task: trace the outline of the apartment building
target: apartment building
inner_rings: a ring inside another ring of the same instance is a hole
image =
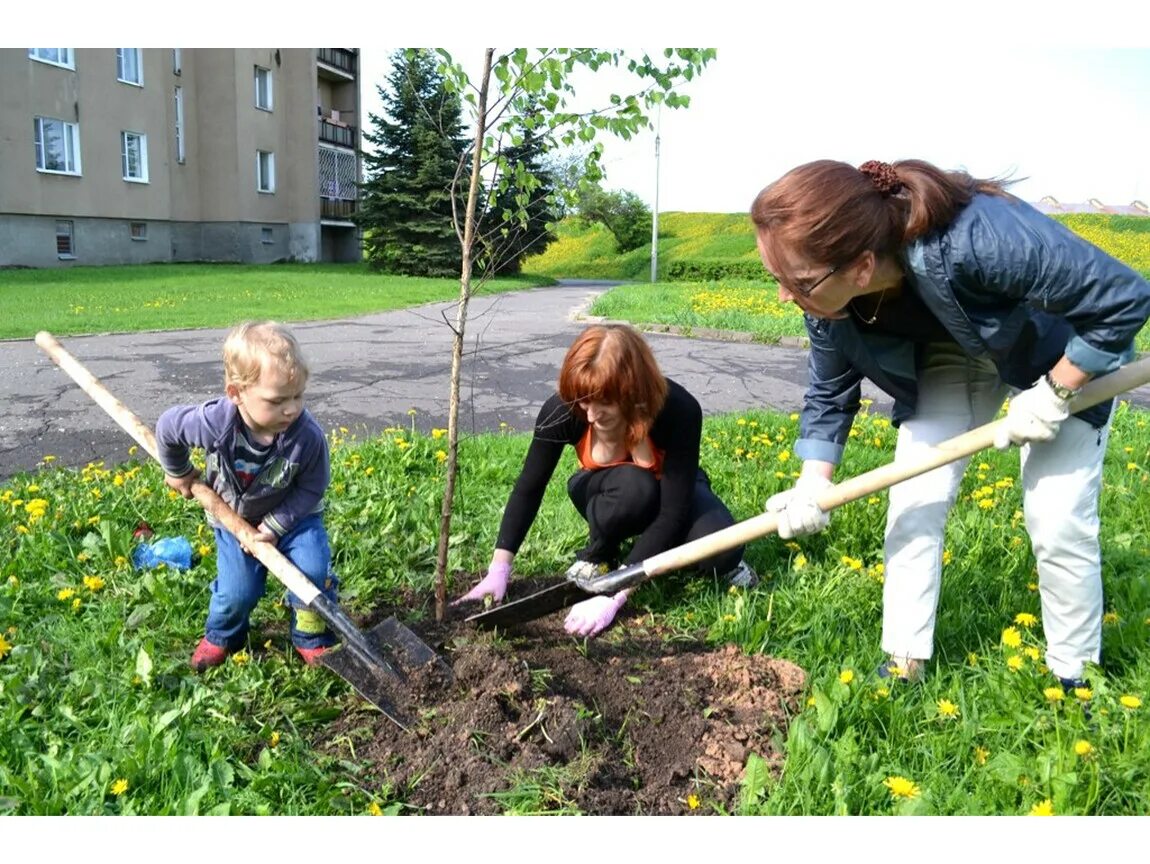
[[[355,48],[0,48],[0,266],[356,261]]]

◆ ◆ ◆ ◆

§ EXERCISE PROMPT
Rewrite all the rows above, swapping "apartment building" for "residential tower" wherever it occurs and keeping everything else unchanged. Leave the pictures out.

§ SOLUTION TO THE PROBLEM
task: trace the outline of the residential tower
target: residential tower
inner_rings: a ring inside another ring of the same instance is a hole
image =
[[[355,48],[0,48],[0,266],[356,261]]]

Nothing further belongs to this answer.